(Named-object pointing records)

++++++++

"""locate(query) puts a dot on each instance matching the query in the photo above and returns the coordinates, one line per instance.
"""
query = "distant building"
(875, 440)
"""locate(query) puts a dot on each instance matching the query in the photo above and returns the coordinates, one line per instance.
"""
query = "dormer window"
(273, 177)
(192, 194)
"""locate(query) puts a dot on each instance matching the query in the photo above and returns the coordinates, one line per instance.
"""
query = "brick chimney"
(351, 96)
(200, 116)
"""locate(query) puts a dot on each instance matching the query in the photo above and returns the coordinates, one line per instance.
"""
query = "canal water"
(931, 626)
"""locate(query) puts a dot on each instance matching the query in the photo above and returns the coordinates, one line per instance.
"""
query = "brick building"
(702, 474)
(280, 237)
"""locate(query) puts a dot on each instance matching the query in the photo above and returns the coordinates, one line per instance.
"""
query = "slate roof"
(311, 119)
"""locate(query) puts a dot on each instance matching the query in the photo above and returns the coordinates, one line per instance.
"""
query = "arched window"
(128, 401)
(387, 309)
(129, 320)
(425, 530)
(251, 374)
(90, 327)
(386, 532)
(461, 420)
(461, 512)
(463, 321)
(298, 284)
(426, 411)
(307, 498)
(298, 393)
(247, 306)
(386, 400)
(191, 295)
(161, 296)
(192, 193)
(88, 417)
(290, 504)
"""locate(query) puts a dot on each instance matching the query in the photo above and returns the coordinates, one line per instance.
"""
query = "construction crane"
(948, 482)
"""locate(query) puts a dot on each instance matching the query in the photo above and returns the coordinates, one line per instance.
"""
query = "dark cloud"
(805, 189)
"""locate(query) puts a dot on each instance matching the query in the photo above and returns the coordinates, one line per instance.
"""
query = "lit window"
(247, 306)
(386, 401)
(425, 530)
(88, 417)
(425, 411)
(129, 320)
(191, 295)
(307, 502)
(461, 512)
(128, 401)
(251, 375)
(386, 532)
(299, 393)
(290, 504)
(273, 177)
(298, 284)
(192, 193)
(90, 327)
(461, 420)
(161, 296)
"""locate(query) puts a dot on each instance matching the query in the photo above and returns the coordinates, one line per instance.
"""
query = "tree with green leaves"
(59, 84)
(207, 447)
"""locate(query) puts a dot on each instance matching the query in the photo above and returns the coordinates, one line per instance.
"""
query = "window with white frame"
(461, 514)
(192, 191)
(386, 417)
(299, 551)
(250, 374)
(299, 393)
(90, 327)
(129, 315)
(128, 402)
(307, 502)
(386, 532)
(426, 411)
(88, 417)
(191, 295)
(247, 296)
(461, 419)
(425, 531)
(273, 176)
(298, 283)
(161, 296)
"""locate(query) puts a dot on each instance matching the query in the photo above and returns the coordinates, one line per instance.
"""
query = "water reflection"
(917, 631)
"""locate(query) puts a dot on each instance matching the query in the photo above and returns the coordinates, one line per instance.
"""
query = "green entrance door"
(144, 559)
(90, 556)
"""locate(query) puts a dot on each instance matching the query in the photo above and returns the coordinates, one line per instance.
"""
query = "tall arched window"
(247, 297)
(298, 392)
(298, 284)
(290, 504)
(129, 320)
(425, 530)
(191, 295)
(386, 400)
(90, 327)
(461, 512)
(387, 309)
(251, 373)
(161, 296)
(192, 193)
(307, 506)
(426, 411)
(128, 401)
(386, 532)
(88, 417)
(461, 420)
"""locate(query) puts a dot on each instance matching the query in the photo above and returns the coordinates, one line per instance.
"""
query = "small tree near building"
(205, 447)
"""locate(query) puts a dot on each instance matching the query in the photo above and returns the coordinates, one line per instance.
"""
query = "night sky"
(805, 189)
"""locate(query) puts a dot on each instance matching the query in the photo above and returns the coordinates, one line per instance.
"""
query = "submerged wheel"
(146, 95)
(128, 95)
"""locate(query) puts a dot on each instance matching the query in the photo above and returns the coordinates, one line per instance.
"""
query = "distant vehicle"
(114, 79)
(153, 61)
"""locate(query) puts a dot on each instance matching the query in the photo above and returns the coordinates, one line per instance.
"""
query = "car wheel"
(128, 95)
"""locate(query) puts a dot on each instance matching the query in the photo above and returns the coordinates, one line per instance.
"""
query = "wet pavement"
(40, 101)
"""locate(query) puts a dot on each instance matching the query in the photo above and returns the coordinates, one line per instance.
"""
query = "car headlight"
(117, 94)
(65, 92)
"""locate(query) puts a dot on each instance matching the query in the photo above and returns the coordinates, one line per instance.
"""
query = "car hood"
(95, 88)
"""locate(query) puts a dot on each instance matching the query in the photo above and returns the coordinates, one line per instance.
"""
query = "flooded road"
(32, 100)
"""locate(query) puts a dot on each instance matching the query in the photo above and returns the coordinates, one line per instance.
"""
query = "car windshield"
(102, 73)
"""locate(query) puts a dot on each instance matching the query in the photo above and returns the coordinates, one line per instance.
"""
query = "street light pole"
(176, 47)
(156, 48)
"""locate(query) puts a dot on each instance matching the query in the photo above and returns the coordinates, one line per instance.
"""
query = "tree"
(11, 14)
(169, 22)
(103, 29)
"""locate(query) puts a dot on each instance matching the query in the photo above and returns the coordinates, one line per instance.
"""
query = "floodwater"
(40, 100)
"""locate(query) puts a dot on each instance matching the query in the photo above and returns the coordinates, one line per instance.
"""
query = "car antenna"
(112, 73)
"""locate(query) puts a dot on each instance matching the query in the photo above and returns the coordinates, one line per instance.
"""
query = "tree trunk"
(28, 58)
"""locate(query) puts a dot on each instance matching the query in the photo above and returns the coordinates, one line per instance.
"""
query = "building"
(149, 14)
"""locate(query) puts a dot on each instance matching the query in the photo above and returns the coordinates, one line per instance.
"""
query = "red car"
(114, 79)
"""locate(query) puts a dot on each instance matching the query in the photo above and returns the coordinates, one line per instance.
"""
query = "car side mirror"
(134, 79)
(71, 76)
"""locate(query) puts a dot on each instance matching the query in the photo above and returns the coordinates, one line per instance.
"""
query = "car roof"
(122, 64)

++++++++

What you are asked to do
Quote each line of the data above exactly as written.

Output
"""locate(query) puts a dot on each instance matching the query in the photo above and returns the coordinates, one line per instance.
"""
query = "distant building"
(875, 440)
"""locate(query) puts a dot on each instance matching the query in the photo above and returns the coordinates, one line per instance.
"""
query = "dormer window"
(273, 177)
(192, 194)
"""locate(query) puts a dot on each instance matching the query in the photo above and returns the coordinates, one line per instance.
"""
query = "brick chimney"
(351, 96)
(200, 116)
"""locate(query) puts a dot on each instance matching the query in the photo above and returns the coordinates, one line per instance.
"""
query = "canal water"
(931, 626)
"""locate(query) puts a dot on each instance matching the query in the photo above and returns the coordinates, one line per instance.
"""
query = "brick building"
(702, 474)
(280, 237)
"""locate(query) puts a dot on each instance matching the query in the photo above and returns the coordinates, one line per instance.
"""
query = "slate roof"
(311, 119)
"""locate(query) puts a dot on each instance matching the query in the photo above and returns the coordinates, one line per instance.
"""
query = "arched window"
(128, 401)
(387, 309)
(129, 320)
(425, 530)
(251, 374)
(90, 327)
(386, 532)
(461, 420)
(461, 512)
(463, 321)
(298, 284)
(426, 411)
(307, 498)
(298, 393)
(247, 306)
(386, 400)
(191, 295)
(161, 296)
(192, 193)
(88, 417)
(290, 504)
"""locate(query) puts a dot on each instance matching the query in the photo above and returns the coordinates, one line per instance.
"""
query = "construction crane"
(948, 482)
"""locate(query) puts a dot on each instance matching the query in the photo above and returns the coordinates, one line per instance.
"""
query = "dark cloud"
(805, 189)
"""locate(query) puts a dot on each instance matching the query in the photo above and returns the coordinates, one line per instance.
"""
query = "lit window"
(247, 306)
(386, 401)
(425, 530)
(88, 417)
(425, 411)
(129, 320)
(191, 295)
(307, 502)
(461, 512)
(128, 401)
(251, 375)
(386, 532)
(299, 393)
(290, 504)
(273, 177)
(298, 284)
(192, 193)
(90, 327)
(461, 420)
(161, 296)
"""locate(query) puts a dot on each instance matching the query in the photo above and returns the coordinates, one line per instance.
"""
query = "tree with green leaves"
(59, 84)
(207, 447)
"""locate(query) puts a dot on each instance matching the query in the photo above and returns the coordinates, one line per instance.
"""
query = "window with white frame"
(461, 514)
(192, 191)
(386, 417)
(299, 551)
(250, 374)
(299, 393)
(90, 327)
(129, 315)
(128, 402)
(307, 502)
(386, 532)
(426, 411)
(88, 417)
(191, 295)
(247, 296)
(461, 419)
(425, 531)
(273, 176)
(298, 283)
(161, 296)
"""locate(query) puts a dot on each instance matching the query in the photo above and returns the coordinates, one line per instance.
"""
query = "water reflection"
(917, 631)
"""locate(query) puts a dot on each instance matching the query in the photo above and returns the coordinates, one line per instance.
"""
query = "green entrance door"
(144, 559)
(90, 556)
"""locate(query) puts a dot on each instance matching the query in the photo above and returns the coordinates, one line per instance.
"""
query = "tall arched window"
(247, 297)
(298, 392)
(298, 284)
(290, 504)
(129, 320)
(425, 530)
(191, 295)
(386, 400)
(90, 327)
(461, 512)
(387, 309)
(251, 373)
(161, 296)
(192, 193)
(307, 506)
(426, 411)
(128, 401)
(386, 532)
(88, 417)
(461, 420)
"""locate(query) puts a dot on each instance matching the query in the photo above and returns the coordinates, one line per instance.
"""
query = "small tree near building"
(205, 447)
"""locate(query) puts a dot on each instance matching the query in the photo above and returns the coordinates, one line per instance.
"""
query = "night sky"
(805, 189)
"""locate(query) puts a dot on each instance matching the query in the photo above and returns the coordinates, one line per instance.
"""
query = "submerged wheel"
(146, 95)
(128, 95)
"""locate(query) puts a dot on each instance matching the query in the photo above and returns the coordinates, one line per instance.
"""
query = "distant vehicle"
(114, 79)
(153, 61)
"""locate(query) puts a dot on each instance matching the query in the photo above and returns the coordinates, one line per instance.
"""
query = "car wheel"
(128, 95)
"""locate(query) puts a dot on each instance matching the query in the photo above and returns the coordinates, one line per instance.
"""
query = "wet pavement"
(40, 101)
"""locate(query) puts a dot on each instance matching the query in the photo above and returns the coordinates, one line per instance.
"""
query = "car headlight"
(117, 94)
(65, 92)
"""locate(query) puts a dot on each instance matching the query in the photo above and returns the coordinates, one line per instance.
"""
query = "car hood"
(95, 88)
"""locate(query) puts a dot on each instance matching the query in the photo above and returns the coordinates, one line per instance.
"""
query = "flooded road"
(32, 100)
"""locate(query) puts a dot on each instance matching the query in the photo above and returns the coordinates, one line per instance.
"""
query = "car windshield"
(102, 73)
"""locate(query) puts a dot on each instance matching the query in the photo above and returns the coordinates, one line per instance.
"""
query = "street light pole"
(176, 47)
(156, 48)
"""locate(query) puts a dot on each instance matching the query in the photo above and returns the coordinates, one line per instance.
"""
query = "tree"
(11, 14)
(169, 22)
(103, 29)
"""locate(query) puts a dot on each instance matching the query in the photo above and returns the coordinates, one line per instance.
"""
query = "floodwater"
(40, 100)
"""locate(query) puts a dot on each instance matching the query in the photo above and returns the coordinates, one line per instance.
"""
query = "car antenna"
(112, 73)
"""locate(query) puts a dot on each instance matching the query in the photo above and returns the coordinates, one line per instance.
"""
query = "tree trunk"
(28, 58)
"""locate(query) puts a dot on each instance matching the query in the photo above and returns the coordinates, one line per instance.
"""
query = "building"
(149, 14)
"""locate(query) puts a dot on each instance matching the query in the photo above and returns the coordinates, one line per instance.
"""
query = "red car"
(114, 79)
"""locate(query) puts a dot on each instance matching the query in the photo above and returns the coordinates, one line per instance.
"""
query = "car side mirror"
(134, 79)
(71, 76)
"""locate(query) puts a dot on each instance matching the query in the photo above and returns the coordinates, one line per instance.
"""
query = "car roof"
(122, 64)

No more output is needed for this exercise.